OSS Alternative - Discover Top Open Source Alternatives to Popular Software

google/langextract

A Python library leveraging LLMs to extract structured information from unstructured text with precise source grounding and interactive visualization.

Core Features

Precise Source Grounding: Maps extractions to exact source text locations for traceability and verification.

Reliable Structured Outputs: Enforces consistent output schemas using few-shot examples and controlled generation.

Optimized for Long Documents: Efficiently handles large texts via chunking, parallel processing, and multi-pass extraction.

Interactive Visualization: Generates self-contained HTML for reviewing extracted entities in their original context.

Flexible LLM Support: Compatible with various LLMs, including cloud models (Gemini, OpenAI) and local models (Ollama).

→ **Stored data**
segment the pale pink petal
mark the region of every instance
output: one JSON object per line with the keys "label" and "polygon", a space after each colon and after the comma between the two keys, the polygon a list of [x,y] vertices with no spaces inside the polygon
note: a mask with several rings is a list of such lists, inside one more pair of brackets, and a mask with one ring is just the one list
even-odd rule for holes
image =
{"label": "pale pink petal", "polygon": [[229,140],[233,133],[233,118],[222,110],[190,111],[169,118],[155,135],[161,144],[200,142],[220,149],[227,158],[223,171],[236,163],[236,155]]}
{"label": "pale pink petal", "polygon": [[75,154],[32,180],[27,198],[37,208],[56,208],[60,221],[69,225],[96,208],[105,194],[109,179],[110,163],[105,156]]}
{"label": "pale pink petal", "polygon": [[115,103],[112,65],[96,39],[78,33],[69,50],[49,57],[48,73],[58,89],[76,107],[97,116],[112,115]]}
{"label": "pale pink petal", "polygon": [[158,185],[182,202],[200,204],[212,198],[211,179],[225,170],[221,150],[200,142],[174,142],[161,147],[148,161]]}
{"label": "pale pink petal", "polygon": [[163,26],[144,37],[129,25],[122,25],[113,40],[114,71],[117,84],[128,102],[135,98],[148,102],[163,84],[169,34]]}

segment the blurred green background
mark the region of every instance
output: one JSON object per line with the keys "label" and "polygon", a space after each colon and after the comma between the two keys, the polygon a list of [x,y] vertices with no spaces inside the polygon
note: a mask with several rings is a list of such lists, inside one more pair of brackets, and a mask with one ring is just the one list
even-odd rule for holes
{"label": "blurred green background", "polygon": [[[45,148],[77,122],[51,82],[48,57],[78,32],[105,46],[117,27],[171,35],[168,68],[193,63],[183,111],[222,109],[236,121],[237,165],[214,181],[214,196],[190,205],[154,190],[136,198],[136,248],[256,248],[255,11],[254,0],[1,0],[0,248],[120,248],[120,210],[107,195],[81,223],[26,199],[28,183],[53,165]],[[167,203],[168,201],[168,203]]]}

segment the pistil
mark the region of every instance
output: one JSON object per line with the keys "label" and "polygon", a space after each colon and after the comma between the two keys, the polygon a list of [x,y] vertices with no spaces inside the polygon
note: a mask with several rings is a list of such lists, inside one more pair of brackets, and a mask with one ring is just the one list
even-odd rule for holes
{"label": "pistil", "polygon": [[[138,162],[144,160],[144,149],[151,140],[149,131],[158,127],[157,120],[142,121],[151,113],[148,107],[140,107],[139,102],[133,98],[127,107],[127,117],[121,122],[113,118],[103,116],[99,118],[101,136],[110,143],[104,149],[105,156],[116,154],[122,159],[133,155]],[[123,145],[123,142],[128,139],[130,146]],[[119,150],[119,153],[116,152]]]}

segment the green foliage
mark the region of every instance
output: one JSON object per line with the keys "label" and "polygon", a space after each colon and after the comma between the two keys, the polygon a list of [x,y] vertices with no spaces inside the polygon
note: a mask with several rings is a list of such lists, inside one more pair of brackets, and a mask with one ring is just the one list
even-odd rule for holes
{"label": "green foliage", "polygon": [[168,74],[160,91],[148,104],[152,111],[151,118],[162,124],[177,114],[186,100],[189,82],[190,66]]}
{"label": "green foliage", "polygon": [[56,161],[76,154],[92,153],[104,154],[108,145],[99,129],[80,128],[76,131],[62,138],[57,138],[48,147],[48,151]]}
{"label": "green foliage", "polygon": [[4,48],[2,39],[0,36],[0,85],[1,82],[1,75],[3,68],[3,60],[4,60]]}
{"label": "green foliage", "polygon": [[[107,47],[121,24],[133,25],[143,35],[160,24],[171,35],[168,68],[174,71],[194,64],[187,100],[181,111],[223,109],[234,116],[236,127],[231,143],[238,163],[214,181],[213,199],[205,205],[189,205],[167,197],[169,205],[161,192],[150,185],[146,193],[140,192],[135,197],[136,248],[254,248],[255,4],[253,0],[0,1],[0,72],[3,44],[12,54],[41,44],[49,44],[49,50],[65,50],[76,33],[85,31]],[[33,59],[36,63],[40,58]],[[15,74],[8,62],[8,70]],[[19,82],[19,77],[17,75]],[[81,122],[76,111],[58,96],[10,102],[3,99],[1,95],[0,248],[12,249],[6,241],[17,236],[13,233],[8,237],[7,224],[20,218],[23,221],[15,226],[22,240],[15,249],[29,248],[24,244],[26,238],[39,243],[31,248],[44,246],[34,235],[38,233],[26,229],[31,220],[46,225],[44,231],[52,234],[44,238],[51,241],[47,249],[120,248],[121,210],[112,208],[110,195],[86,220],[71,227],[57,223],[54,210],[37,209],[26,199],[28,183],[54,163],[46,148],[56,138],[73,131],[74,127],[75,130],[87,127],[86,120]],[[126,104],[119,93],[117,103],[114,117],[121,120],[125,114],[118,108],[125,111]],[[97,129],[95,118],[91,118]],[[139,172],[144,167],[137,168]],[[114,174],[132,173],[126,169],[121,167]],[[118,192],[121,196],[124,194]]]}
--
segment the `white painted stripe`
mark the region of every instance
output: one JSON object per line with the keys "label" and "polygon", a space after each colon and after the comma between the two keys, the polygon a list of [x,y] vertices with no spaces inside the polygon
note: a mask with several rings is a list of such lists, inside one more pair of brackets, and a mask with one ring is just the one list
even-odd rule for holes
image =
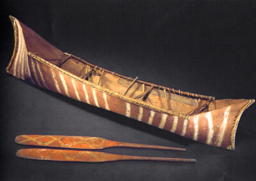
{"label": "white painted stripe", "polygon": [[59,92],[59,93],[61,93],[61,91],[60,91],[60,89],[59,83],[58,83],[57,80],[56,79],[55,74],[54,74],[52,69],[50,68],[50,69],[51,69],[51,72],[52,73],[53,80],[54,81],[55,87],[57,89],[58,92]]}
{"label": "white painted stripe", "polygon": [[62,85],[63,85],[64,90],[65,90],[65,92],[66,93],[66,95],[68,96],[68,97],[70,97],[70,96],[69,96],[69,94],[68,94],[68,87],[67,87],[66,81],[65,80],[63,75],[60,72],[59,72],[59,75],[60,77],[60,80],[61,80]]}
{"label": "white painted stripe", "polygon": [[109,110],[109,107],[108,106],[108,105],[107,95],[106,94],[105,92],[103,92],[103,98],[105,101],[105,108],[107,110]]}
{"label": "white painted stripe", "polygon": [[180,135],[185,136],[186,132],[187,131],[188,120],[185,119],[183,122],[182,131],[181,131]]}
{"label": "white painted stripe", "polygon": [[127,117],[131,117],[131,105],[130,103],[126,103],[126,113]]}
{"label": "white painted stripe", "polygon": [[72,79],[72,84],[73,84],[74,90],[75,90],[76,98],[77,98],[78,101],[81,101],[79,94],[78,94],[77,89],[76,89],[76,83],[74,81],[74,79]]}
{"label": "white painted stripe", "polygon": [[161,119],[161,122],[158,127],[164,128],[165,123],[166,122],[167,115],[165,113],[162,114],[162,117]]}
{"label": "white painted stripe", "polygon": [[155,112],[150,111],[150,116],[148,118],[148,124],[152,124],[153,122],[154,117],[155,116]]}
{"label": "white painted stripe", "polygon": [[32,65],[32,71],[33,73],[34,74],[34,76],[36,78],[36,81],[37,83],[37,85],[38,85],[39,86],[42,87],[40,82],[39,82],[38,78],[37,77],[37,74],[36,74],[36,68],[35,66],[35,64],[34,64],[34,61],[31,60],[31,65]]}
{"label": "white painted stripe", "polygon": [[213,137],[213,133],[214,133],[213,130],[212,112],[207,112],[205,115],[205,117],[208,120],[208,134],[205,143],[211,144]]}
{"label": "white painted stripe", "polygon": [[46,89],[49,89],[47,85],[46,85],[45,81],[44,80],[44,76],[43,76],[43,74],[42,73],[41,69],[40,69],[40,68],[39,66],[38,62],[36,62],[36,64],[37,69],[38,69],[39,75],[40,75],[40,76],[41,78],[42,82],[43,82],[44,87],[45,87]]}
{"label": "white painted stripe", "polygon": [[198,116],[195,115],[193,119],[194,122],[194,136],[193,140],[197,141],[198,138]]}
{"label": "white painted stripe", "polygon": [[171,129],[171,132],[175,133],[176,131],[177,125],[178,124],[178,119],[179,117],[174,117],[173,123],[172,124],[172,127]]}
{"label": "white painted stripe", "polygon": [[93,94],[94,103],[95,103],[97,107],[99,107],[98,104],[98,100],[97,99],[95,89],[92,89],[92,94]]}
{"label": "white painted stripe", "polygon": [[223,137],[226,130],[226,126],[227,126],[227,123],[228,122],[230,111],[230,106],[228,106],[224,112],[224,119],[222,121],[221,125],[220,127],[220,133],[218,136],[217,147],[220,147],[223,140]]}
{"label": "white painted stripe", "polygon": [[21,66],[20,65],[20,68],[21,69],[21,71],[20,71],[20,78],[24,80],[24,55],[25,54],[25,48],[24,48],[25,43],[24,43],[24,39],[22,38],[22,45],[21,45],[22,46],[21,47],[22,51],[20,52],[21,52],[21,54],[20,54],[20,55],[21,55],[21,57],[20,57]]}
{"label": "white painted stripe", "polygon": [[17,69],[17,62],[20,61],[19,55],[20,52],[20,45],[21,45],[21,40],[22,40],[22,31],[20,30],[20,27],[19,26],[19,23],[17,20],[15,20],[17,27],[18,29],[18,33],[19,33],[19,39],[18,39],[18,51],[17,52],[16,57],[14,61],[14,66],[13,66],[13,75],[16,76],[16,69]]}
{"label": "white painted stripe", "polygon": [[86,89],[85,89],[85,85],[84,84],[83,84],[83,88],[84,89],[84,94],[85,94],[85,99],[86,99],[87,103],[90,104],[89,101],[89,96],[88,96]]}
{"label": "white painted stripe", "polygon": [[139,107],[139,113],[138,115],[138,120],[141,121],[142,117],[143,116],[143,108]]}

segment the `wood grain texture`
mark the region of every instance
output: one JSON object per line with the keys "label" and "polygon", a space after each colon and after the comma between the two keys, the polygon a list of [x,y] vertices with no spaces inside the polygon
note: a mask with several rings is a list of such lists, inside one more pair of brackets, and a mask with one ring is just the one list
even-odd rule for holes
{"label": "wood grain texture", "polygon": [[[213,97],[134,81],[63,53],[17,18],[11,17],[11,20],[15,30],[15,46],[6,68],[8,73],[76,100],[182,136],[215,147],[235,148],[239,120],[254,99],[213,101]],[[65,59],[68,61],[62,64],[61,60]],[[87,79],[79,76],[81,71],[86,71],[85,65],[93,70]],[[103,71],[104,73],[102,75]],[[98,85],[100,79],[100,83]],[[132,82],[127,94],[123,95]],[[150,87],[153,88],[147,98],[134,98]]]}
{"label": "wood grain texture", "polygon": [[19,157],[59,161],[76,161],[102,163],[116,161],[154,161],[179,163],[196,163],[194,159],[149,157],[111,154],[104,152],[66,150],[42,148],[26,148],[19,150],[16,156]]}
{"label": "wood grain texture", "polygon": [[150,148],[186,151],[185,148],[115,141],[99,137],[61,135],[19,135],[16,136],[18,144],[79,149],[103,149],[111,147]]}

→ **What the exercise asks**
Could you continue the page about the google/langextract library from its last line? You won't need the stored data for this.

→ **Response**
Quick Start

pip install langextract

Detailed Introduction

LangExtract is a powerful Python library designed for extracting structured information from unstructured text documents using Large Language Models (LLMs). It excels in processing diverse materials like clinical notes or reports, identifying and organizing key details while ensuring precise source grounding for every extraction. The library offers reliable structured outputs through schema enforcement, is optimized for handling long documents, and provides interactive visualization for easy review. With flexible support for various LLMs, from cloud-based services like Google Gemini to local models via Ollama, LangExtract adapts to any domain without requiring model fine-tuning, making it a versatile tool for data extraction tasks.